**Brief:** Select and copy each line of the records below that contains the string "dark". Match it case-sensitively.

** Start Task inputs **

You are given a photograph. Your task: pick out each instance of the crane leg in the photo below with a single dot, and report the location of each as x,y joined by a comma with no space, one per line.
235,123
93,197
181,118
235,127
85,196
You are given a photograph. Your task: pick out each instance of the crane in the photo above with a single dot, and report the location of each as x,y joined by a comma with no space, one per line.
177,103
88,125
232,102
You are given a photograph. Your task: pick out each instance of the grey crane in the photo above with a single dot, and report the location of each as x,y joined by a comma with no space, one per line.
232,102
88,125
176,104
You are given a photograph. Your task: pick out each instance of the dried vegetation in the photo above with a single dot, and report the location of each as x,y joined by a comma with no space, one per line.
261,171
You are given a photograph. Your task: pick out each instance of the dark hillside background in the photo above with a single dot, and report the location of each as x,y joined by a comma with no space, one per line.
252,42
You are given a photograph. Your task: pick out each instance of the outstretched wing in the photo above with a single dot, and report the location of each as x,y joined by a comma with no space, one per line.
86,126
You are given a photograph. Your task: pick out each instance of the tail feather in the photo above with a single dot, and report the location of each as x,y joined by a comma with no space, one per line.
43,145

** End Task inputs **
** Start Task inputs **

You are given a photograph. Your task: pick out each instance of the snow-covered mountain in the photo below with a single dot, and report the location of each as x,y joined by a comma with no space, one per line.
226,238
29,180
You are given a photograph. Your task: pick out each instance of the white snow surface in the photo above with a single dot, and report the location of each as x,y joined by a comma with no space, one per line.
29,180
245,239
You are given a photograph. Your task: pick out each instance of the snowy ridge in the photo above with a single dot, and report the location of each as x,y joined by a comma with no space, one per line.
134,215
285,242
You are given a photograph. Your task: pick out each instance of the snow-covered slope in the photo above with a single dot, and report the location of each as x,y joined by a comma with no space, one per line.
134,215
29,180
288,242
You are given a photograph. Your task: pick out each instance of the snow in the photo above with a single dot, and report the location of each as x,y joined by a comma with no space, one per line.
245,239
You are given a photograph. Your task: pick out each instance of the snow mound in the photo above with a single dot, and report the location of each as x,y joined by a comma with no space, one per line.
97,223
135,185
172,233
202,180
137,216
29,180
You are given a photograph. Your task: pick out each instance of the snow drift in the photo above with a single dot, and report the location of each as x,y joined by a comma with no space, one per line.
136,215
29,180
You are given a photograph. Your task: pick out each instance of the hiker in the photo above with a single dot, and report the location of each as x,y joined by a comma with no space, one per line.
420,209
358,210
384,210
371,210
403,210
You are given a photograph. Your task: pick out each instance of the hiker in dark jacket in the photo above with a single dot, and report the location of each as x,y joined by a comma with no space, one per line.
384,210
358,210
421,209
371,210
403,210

** End Task inputs **

**Solution for this exercise:**
You are given a photograph. Your task: pick out each instance of the dark hillside background in the photo above with a single dot, and report the location of each as x,y joined by a comma with no space, one per line.
You are given a photograph. Your task: pick out each instance of the hiker in dark jacket in the photo above with a single dot, and report the location of each as x,y joined by a comma with no space, one per line.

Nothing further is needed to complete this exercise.